Goal: Count how many lines in the entries below contain the word "small". Reply with the number alone.
>> begin Available data
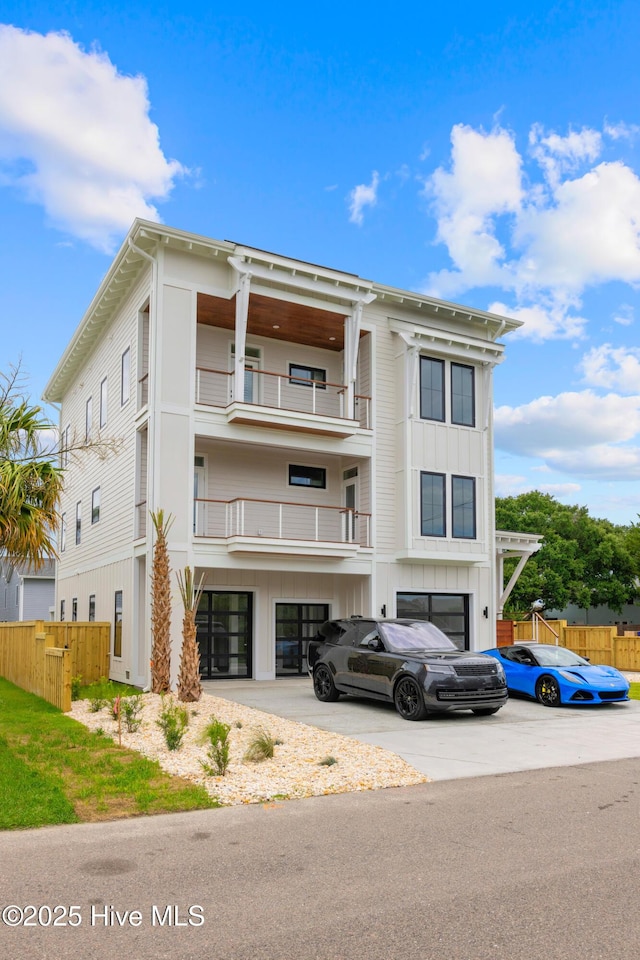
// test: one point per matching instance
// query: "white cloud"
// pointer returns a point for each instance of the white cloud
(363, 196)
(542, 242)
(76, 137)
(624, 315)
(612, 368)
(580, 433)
>> end Available data
>> begin Available data
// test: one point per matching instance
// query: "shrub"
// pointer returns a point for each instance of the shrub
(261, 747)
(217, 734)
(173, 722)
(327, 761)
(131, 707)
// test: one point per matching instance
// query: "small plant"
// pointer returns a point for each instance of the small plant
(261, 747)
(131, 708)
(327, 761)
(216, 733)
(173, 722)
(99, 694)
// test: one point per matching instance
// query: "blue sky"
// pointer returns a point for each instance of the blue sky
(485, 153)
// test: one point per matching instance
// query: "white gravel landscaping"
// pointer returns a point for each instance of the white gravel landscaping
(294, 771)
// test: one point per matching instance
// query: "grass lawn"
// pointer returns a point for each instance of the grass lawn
>> end Available data
Written reply: 2